**REQUIRED WORK**: Please set down, word for word, the lines of the records below from the line that contains "silhouette in the image." through the line that contains "[419,0,618,289]", both of those lines included. Leave the pictures out of your copy.

**RECORD EXCERPTS**:
+++
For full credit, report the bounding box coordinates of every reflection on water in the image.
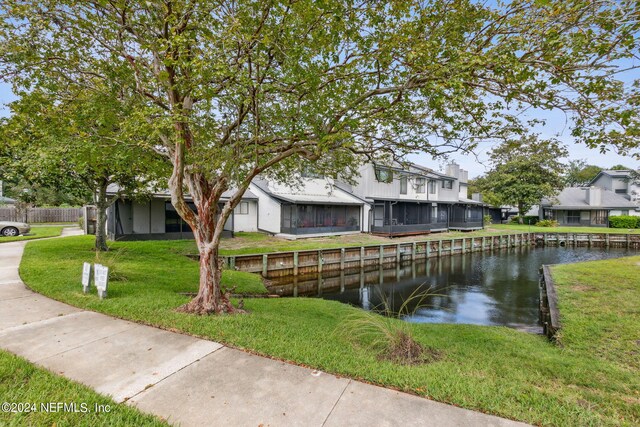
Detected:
+++
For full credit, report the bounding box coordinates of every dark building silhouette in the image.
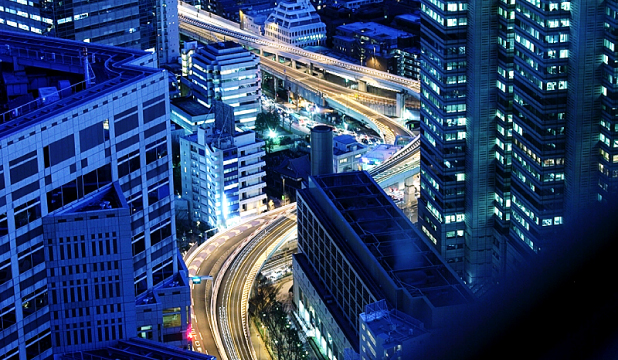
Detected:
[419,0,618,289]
+++
**FINISHED ANSWER**:
For full credit, report the bounding box coordinates of every dark building silhouette in the image.
Detected:
[419,0,618,289]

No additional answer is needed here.